■ What this exercise asks:
(1) Could you write out the part of the lo2s page that begins at the words "From running threads" and stops after "power measurements (x86_energy)"?
(2) What information does the lo2s page list under "From the system"?

■ Supplied text:
********
Record Course of Events with lo2s¶

Lightweight node-level performance monitoring tool lo2s creates parallel OTF2 traces with a focus on both application and system view. The traces can contain any of the following information:

From running threads
- Calling context samples based on instruction overflows
- The calling context samples are annotated with the disassembled assembler instruction string
- The frame pointer-based call-path for each calling context sample
- Per-thread performance counter readings
- Which thread was scheduled on which CPU at what time
From the system
- Metrics from tracepoints (e.g., the selected C-state or P-state)
- The node-level system tree (CPUs (HW-threads), cores, packages)
- CPU power measurements (x86_energy)
- Microarchitecture specific metrics (x86_adapt, per package or core)
- Arbitrary metrics through plugins (Score-P compatible)

In general, lo2s operates either in process monitoring or system monitoring mode.

With process monitoring, all information is grouped by each thread of a monitored process group - it shows you on which CPU is each monitored thread running. lo2s either acts as a prefix command to run the process (and also tracks its children) or lo2s attaches to a running process.
********
■ Record excerpts:
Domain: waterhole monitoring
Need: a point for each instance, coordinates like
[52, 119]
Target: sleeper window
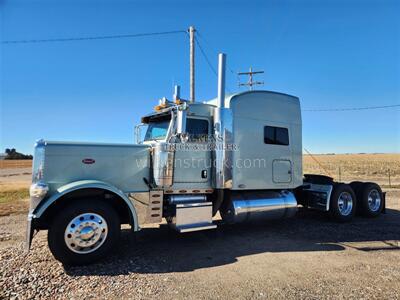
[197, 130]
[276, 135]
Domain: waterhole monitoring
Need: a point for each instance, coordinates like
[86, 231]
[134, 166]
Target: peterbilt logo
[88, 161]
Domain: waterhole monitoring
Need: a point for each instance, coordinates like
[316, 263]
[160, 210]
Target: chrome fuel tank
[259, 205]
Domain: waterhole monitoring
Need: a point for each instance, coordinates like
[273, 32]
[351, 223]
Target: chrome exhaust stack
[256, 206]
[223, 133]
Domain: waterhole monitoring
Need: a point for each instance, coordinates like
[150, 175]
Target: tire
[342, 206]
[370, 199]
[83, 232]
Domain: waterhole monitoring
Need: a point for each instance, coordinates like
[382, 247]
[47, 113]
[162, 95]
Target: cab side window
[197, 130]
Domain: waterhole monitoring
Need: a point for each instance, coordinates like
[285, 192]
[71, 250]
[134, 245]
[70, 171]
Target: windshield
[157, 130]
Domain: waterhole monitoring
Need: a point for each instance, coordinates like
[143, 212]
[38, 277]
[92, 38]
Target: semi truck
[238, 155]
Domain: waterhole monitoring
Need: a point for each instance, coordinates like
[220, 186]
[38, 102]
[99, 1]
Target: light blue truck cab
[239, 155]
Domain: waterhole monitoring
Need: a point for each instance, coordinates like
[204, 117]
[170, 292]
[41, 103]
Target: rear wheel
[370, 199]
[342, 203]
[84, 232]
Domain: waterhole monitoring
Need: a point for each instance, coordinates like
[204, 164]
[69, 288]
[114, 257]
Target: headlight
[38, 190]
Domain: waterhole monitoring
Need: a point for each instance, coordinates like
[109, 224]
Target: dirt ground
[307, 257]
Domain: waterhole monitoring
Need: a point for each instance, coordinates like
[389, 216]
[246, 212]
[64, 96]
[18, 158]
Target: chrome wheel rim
********
■ Responses for each task:
(1)
From running threads
- Calling context samples based on instruction overflows
- The calling context samples are annotated with the disassembled assembler instruction string
- The frame pointer-based call-path for each calling context sample
- Per-thread performance counter readings
- Which thread was scheduled on which CPU at what time
From the system
- Metrics from tracepoints (e.g., the selected C-state or P-state)
- The node-level system tree (CPUs (HW-threads), cores, packages)
- CPU power measurements (x86_energy)

(2)
- Metrics from tracepoints (e.g., the selected C-state or P-state)
- The node-level system tree (CPUs (HW-threads), cores, packages)
- CPU power measurements (x86_energy)
- Microarchitecture specific metrics (x86_adapt, per package or core)
- Arbitrary metrics through plugins (Score-P compatible)